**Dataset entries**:

+-------+

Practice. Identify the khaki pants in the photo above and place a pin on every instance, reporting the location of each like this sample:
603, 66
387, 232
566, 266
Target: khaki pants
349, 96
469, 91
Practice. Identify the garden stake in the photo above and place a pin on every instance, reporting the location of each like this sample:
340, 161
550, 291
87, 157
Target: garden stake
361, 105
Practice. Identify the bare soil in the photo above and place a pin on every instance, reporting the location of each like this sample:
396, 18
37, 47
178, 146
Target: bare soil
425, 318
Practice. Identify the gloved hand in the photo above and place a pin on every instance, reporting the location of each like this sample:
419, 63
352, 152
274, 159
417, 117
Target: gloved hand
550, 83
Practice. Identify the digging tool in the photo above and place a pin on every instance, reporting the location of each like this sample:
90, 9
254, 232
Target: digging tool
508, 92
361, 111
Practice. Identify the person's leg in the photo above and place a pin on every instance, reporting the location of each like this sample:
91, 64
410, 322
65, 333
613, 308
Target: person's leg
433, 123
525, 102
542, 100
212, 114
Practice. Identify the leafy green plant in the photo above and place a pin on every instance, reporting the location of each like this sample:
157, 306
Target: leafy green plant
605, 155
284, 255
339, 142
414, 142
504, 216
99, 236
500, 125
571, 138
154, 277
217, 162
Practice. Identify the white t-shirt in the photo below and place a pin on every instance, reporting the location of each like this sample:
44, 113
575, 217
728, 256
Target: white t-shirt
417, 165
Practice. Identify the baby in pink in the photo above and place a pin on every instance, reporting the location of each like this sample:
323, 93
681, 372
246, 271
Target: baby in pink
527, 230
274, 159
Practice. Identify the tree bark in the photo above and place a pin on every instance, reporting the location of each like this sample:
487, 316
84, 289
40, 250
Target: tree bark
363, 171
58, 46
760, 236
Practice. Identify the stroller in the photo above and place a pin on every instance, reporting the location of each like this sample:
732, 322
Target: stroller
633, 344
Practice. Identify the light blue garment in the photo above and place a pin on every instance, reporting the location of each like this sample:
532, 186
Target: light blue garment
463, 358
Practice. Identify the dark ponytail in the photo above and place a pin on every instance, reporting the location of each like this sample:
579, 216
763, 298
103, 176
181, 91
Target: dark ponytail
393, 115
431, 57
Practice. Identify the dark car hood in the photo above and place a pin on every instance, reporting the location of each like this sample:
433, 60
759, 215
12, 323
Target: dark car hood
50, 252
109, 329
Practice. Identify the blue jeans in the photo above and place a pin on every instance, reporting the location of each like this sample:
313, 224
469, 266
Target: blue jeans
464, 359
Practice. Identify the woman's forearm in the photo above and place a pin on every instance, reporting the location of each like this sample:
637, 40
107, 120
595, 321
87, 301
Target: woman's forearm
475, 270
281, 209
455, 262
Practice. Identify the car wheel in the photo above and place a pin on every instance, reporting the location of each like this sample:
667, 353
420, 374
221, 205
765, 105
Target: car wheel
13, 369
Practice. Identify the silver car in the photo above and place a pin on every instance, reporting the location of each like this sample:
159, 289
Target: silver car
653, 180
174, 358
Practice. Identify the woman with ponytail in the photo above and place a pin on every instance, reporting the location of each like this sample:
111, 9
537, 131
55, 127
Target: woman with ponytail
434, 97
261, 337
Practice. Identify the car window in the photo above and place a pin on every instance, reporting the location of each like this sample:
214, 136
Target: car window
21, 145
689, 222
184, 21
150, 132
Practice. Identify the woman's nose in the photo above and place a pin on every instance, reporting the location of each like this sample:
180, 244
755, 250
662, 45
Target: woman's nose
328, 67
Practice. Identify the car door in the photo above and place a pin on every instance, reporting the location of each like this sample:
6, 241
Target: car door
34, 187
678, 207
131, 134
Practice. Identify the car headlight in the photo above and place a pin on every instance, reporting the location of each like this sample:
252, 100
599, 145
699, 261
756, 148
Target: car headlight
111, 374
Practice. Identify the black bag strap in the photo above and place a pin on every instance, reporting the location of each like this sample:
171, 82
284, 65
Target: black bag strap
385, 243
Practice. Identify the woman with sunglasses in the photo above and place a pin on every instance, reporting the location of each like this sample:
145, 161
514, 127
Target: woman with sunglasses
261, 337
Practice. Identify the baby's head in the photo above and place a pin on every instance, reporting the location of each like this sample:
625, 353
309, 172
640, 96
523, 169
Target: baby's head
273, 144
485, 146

+-------+

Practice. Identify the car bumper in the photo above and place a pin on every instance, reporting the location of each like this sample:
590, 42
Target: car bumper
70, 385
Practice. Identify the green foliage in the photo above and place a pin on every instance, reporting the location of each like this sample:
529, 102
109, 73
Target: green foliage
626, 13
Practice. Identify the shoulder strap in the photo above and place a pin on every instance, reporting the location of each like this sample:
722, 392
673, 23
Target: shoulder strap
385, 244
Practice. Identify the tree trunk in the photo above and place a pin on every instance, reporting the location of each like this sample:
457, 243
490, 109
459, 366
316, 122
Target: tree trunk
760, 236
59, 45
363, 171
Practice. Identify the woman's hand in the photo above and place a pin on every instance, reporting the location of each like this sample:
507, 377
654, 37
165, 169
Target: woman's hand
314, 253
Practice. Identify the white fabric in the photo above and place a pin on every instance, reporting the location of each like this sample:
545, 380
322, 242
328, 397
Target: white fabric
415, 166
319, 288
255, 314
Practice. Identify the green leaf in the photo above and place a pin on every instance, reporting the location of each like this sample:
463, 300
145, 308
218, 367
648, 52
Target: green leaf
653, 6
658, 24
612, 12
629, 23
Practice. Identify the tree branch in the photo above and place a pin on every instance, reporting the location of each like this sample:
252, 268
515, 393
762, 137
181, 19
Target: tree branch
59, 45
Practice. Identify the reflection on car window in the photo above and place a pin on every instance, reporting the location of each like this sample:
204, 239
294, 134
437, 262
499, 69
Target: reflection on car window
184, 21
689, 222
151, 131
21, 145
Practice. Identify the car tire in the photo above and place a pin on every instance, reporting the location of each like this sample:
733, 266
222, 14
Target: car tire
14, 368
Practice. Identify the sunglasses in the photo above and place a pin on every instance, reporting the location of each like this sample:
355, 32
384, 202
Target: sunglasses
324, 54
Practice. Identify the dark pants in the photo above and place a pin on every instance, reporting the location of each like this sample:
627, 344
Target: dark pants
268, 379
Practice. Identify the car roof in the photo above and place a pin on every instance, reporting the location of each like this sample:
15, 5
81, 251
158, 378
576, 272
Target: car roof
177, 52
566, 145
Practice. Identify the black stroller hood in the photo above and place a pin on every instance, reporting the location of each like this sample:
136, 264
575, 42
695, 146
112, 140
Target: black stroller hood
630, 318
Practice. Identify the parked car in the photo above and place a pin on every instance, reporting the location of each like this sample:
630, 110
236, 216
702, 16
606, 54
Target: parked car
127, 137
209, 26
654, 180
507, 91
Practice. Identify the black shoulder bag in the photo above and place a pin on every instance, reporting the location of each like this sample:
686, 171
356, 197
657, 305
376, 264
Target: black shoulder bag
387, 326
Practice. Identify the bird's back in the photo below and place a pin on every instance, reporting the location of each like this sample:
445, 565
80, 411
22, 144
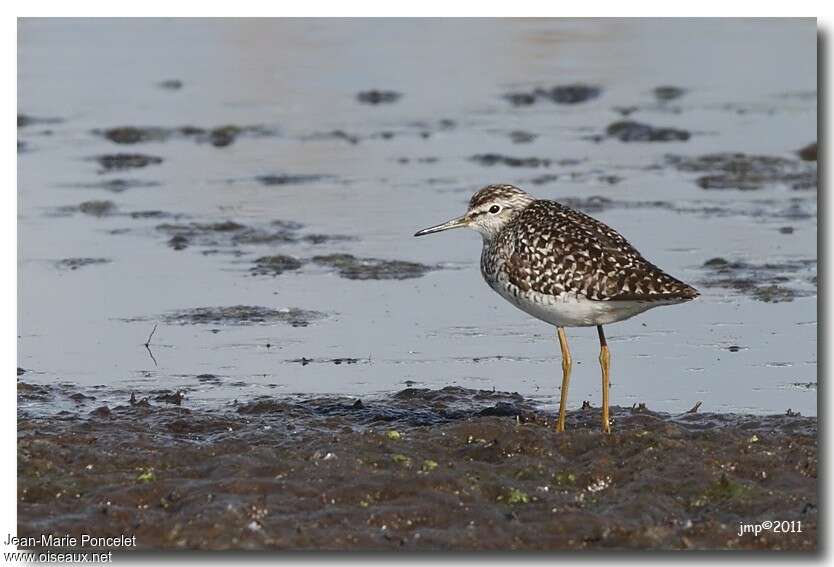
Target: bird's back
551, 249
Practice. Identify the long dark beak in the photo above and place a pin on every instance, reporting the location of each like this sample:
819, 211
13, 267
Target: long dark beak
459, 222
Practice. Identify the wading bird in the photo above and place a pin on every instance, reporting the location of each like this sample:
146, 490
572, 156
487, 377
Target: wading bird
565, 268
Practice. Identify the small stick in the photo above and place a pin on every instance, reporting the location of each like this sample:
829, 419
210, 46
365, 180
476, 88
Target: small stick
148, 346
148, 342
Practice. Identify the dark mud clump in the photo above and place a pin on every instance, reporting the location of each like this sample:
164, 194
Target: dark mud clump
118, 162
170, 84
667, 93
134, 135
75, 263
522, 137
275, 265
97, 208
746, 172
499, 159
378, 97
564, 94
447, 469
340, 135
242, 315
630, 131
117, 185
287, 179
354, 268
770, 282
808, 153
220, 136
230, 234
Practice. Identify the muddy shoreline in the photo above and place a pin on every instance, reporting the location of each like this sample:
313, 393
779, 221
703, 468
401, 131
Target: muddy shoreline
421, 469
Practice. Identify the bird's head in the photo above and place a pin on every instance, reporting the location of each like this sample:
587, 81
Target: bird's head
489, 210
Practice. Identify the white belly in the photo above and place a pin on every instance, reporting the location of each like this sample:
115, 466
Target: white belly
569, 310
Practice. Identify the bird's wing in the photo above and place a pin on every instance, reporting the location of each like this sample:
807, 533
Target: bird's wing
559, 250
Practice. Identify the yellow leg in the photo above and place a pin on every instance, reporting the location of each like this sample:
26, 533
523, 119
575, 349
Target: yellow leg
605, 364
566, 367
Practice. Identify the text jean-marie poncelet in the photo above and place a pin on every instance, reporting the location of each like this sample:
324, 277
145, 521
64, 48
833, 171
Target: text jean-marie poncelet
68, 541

+-------+

**Direction**:
Locate each line in the rows above that contains the string "tool", and copy every such line in full.

**Result of the task**:
Practice. Identify the digging tool in the photo above and place a pin on every instance, reporting the location of each like this sample:
Target: digging tool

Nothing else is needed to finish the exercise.